* [Try it]:
Please pull out every line of the items below that contains the string "come", matching case exactly.

* [Data for this task]:
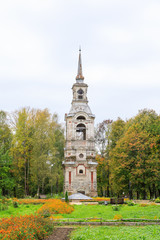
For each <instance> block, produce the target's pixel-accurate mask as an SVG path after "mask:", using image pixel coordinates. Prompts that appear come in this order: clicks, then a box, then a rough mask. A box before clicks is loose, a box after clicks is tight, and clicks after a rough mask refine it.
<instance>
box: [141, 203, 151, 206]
mask: <svg viewBox="0 0 160 240" xmlns="http://www.w3.org/2000/svg"><path fill="white" fill-rule="evenodd" d="M139 206H140V207H148V206H149V205H148V204H147V203H141V204H140V205H139Z"/></svg>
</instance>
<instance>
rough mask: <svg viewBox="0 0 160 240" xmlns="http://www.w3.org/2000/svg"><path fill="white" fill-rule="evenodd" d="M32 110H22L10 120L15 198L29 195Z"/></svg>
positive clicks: (31, 124) (31, 129) (32, 110)
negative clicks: (13, 167) (15, 180)
mask: <svg viewBox="0 0 160 240" xmlns="http://www.w3.org/2000/svg"><path fill="white" fill-rule="evenodd" d="M33 123H34V110H31V109H30V108H22V109H21V110H19V111H16V112H14V114H13V118H12V130H13V133H14V134H13V140H12V147H11V153H12V157H13V165H14V177H15V179H16V183H17V184H16V188H15V191H16V196H18V197H22V196H24V195H29V194H30V189H29V188H30V187H29V185H30V182H29V181H30V164H31V154H32V149H33V134H34V125H33Z"/></svg>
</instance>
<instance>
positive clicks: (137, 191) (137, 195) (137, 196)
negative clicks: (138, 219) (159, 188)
mask: <svg viewBox="0 0 160 240" xmlns="http://www.w3.org/2000/svg"><path fill="white" fill-rule="evenodd" d="M137 199H139V191H137Z"/></svg>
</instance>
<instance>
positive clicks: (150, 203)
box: [149, 203, 157, 206]
mask: <svg viewBox="0 0 160 240" xmlns="http://www.w3.org/2000/svg"><path fill="white" fill-rule="evenodd" d="M149 205H150V206H157V204H156V203H150V204H149Z"/></svg>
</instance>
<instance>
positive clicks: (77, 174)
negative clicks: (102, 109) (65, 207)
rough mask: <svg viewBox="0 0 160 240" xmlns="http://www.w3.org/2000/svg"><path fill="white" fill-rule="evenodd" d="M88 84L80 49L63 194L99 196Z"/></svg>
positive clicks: (92, 119) (94, 141)
mask: <svg viewBox="0 0 160 240" xmlns="http://www.w3.org/2000/svg"><path fill="white" fill-rule="evenodd" d="M87 88H88V85H87V84H86V83H84V77H83V74H82V61H81V49H80V50H79V60H78V73H77V77H76V83H74V84H73V87H72V91H73V100H72V106H71V109H70V112H69V113H68V114H65V121H66V147H65V161H64V162H63V165H64V192H66V191H67V192H68V193H69V194H74V193H83V194H85V195H88V196H91V197H94V196H97V171H96V167H97V162H96V161H95V139H94V119H95V116H94V115H93V114H92V112H91V110H90V107H89V106H88V99H87Z"/></svg>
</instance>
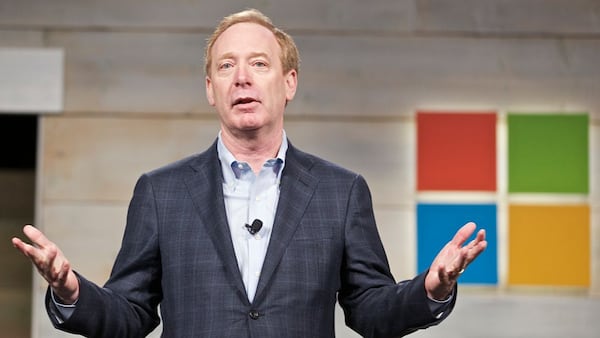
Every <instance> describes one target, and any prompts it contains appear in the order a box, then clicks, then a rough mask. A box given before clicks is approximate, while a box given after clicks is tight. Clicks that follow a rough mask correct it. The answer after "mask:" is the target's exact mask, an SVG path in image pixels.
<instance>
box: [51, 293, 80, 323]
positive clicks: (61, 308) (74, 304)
mask: <svg viewBox="0 0 600 338" xmlns="http://www.w3.org/2000/svg"><path fill="white" fill-rule="evenodd" d="M50 297H51V299H52V303H53V304H54V308H55V309H56V311H53V314H54V317H55V318H56V320H57V321H58V323H59V324H62V323H64V322H65V321H66V320H68V319H69V318H71V315H73V312H75V307H76V305H77V300H76V301H75V303H73V304H63V303H61V302H59V301H58V300H57V299H56V297H55V296H54V291H52V289H50Z"/></svg>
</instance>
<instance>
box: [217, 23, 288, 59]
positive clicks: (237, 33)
mask: <svg viewBox="0 0 600 338" xmlns="http://www.w3.org/2000/svg"><path fill="white" fill-rule="evenodd" d="M250 42H252V44H253V45H254V46H255V47H259V45H262V46H261V47H273V48H278V47H279V44H278V43H277V39H276V38H275V34H273V32H271V31H270V30H269V29H268V28H266V27H264V26H262V25H260V24H257V23H253V22H240V23H236V24H233V25H232V26H230V27H228V28H227V29H226V30H225V31H223V33H221V35H219V37H217V39H216V40H215V43H214V45H213V48H212V49H213V52H215V51H216V50H218V49H221V48H222V47H224V46H226V47H228V48H236V49H238V48H239V49H241V48H243V47H246V46H248V45H250ZM231 45H233V46H231ZM220 52H225V51H220Z"/></svg>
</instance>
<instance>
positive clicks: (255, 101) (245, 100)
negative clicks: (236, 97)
mask: <svg viewBox="0 0 600 338" xmlns="http://www.w3.org/2000/svg"><path fill="white" fill-rule="evenodd" d="M252 102H258V100H256V99H255V98H253V97H240V98H238V99H236V100H235V101H233V106H237V105H240V104H248V103H252Z"/></svg>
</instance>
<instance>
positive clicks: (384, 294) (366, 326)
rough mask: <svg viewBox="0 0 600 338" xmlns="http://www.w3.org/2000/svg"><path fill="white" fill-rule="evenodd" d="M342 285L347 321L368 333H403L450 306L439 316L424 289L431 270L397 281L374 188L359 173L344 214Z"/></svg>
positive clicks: (354, 183) (423, 326)
mask: <svg viewBox="0 0 600 338" xmlns="http://www.w3.org/2000/svg"><path fill="white" fill-rule="evenodd" d="M344 235H345V244H344V256H343V257H344V258H343V262H342V269H341V280H342V288H341V290H340V292H339V302H340V305H341V306H342V309H343V310H344V314H345V318H346V324H347V325H348V326H349V327H350V328H352V329H353V330H355V331H357V332H358V333H360V334H361V335H362V336H363V337H398V336H404V335H406V334H409V333H411V332H414V331H415V330H418V329H420V328H425V327H428V326H431V325H435V324H438V323H439V322H441V321H442V320H443V319H444V318H446V317H447V316H448V314H449V313H450V312H451V310H452V308H453V306H454V303H455V301H456V291H455V293H454V297H453V299H452V301H451V304H449V306H448V310H447V311H444V312H443V314H442V315H441V316H440V318H436V317H435V316H434V314H433V313H432V312H431V309H430V307H429V303H428V298H427V294H426V291H425V275H426V272H424V273H422V274H420V275H418V276H416V277H415V278H414V279H412V280H407V281H403V282H401V283H396V282H395V281H394V278H393V276H392V274H391V272H390V268H389V264H388V261H387V257H386V254H385V251H384V248H383V245H382V243H381V239H380V237H379V234H378V232H377V227H376V224H375V218H374V215H373V208H372V201H371V194H370V192H369V188H368V186H367V183H366V182H365V180H364V179H363V178H362V177H361V176H360V175H357V177H356V179H355V180H354V183H353V187H352V189H351V191H350V195H349V198H348V207H347V215H346V220H345V230H344Z"/></svg>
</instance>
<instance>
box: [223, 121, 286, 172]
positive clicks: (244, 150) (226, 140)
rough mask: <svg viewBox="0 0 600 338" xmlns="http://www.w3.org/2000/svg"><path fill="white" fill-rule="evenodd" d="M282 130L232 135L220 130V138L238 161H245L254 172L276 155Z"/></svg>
mask: <svg viewBox="0 0 600 338" xmlns="http://www.w3.org/2000/svg"><path fill="white" fill-rule="evenodd" d="M282 137H283V130H279V131H277V132H276V133H272V134H271V135H258V134H243V135H241V136H234V135H232V134H230V133H227V132H226V131H224V130H222V131H221V139H222V141H223V144H224V145H225V147H227V149H228V150H229V151H230V152H231V153H232V154H233V156H234V157H235V158H236V160H238V161H242V162H246V163H248V164H249V165H250V167H251V168H252V171H254V173H258V172H260V170H261V168H262V166H263V164H264V163H265V162H266V161H267V160H268V159H271V158H274V157H276V156H277V153H278V152H279V148H280V147H281V141H282Z"/></svg>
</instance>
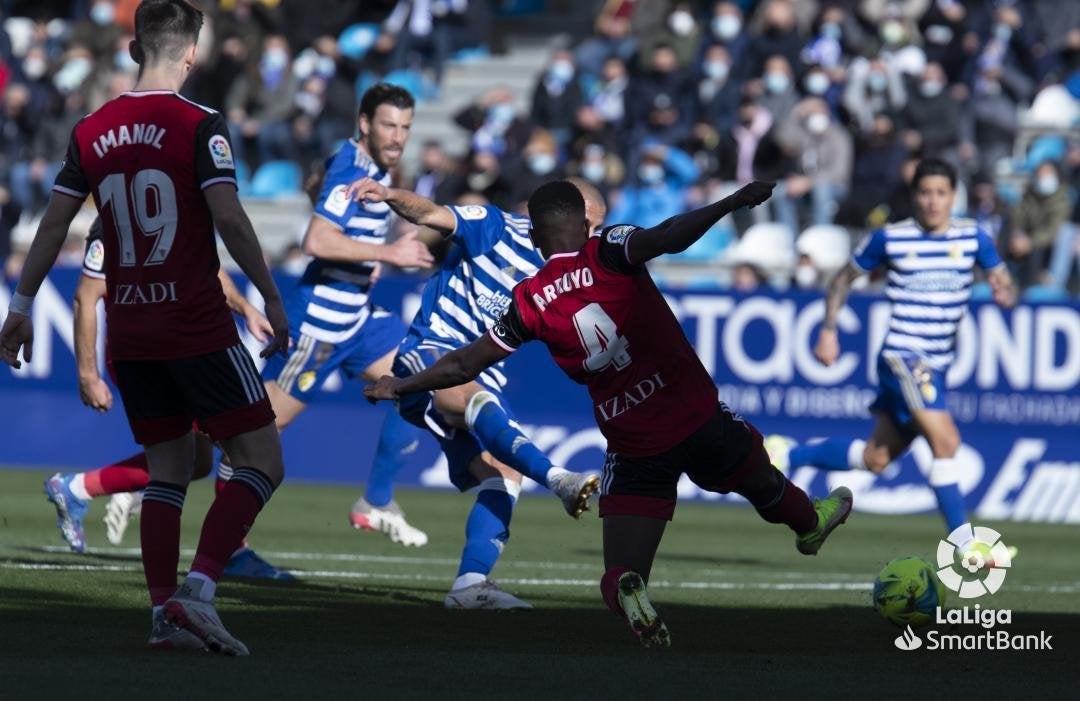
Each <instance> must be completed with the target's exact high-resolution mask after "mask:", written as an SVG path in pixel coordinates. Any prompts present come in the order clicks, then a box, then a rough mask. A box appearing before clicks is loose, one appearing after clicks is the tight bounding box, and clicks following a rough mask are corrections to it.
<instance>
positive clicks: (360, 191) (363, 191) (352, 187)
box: [345, 178, 390, 202]
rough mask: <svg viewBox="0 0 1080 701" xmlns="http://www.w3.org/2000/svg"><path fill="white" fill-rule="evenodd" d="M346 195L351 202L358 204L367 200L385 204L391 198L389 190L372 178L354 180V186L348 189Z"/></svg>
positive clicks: (388, 188) (347, 188)
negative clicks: (390, 197) (350, 200)
mask: <svg viewBox="0 0 1080 701" xmlns="http://www.w3.org/2000/svg"><path fill="white" fill-rule="evenodd" d="M345 193H346V197H348V198H349V199H350V200H354V201H356V202H360V201H361V200H366V201H367V202H384V201H386V200H387V199H388V198H389V197H390V190H389V188H387V187H386V186H384V185H382V184H380V183H379V181H378V180H374V179H372V178H360V179H359V180H354V181H353V184H352V185H350V186H349V187H348V188H347V189H346V191H345Z"/></svg>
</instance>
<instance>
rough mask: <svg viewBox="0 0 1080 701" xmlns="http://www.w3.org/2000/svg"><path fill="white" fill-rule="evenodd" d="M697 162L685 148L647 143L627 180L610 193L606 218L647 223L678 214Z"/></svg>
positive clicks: (682, 212) (690, 185) (668, 217)
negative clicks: (626, 181)
mask: <svg viewBox="0 0 1080 701" xmlns="http://www.w3.org/2000/svg"><path fill="white" fill-rule="evenodd" d="M698 175H699V172H698V166H697V165H696V164H694V162H693V159H691V158H690V157H689V154H687V153H686V152H684V151H681V150H679V149H677V148H671V147H665V146H656V145H649V146H646V147H645V148H644V149H643V152H642V158H640V160H639V161H638V164H637V167H636V168H635V173H634V175H633V177H631V178H630V181H629V183H627V184H626V185H625V186H624V187H623V188H622V189H621V190H619V191H618V192H616V193H613V194H612V197H611V199H612V203H611V205H610V207H609V210H608V219H607V220H608V221H612V223H618V221H636V223H638V224H639V226H643V227H651V226H654V225H658V224H660V223H661V221H663V220H664V219H666V218H669V217H672V216H675V215H676V214H681V213H683V212H684V210H685V206H684V203H685V199H686V191H687V188H689V187H690V186H691V185H692V184H693V183H694V181H696V180H697V179H698Z"/></svg>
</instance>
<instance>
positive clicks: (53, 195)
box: [0, 192, 83, 368]
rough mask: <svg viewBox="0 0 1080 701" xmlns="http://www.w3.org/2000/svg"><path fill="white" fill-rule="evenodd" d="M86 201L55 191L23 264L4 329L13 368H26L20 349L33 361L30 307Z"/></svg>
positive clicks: (5, 338)
mask: <svg viewBox="0 0 1080 701" xmlns="http://www.w3.org/2000/svg"><path fill="white" fill-rule="evenodd" d="M82 202H83V200H82V199H79V198H73V197H70V196H67V194H63V193H59V192H54V193H53V196H52V197H51V198H50V199H49V205H48V206H46V207H45V213H44V214H43V215H42V217H41V223H40V224H39V225H38V233H37V234H36V235H35V237H33V243H31V244H30V252H29V253H28V254H27V255H26V261H25V262H24V264H23V277H22V278H19V280H18V286H17V287H16V288H15V296H14V297H13V298H12V302H11V307H10V308H9V313H8V318H6V319H4V322H3V327H2V328H0V359H2V360H3V362H5V363H8V364H9V365H11V366H12V367H15V368H18V367H22V363H21V362H19V361H18V351H19V348H22V350H23V360H25V361H27V362H29V361H30V359H31V356H32V354H33V323H32V322H31V321H30V316H29V312H30V306H31V304H32V302H33V297H35V296H36V295H37V294H38V289H39V288H40V287H41V283H42V282H43V281H44V279H45V275H46V274H49V270H50V269H51V268H52V267H53V264H54V262H56V256H58V255H59V252H60V246H63V245H64V240H65V239H66V238H67V232H68V229H69V228H70V226H71V220H72V219H75V215H76V214H78V213H79V210H80V208H82Z"/></svg>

* [Response]:
For each <instance> block, produce the target's pixel-accurate mask as an SVG path after "mask:", using image pixel coordinates. Prompts that appear come in this order: clicks, then a box, then a rough mask. A box before clicks is loose, a box after clicks is tight, and clicks after a rough mask refine it.
Each <instance> must be completed with the target's exact high-resolution mask after "mask:", written as an SVG path in pixel coordinates. Any prompts present come in the order clicks, then a box, then a rough mask. A box appearing before clicks is loose, one appearing after clicks is the tight bounding box, and clicks following a rough mask are corrections to it.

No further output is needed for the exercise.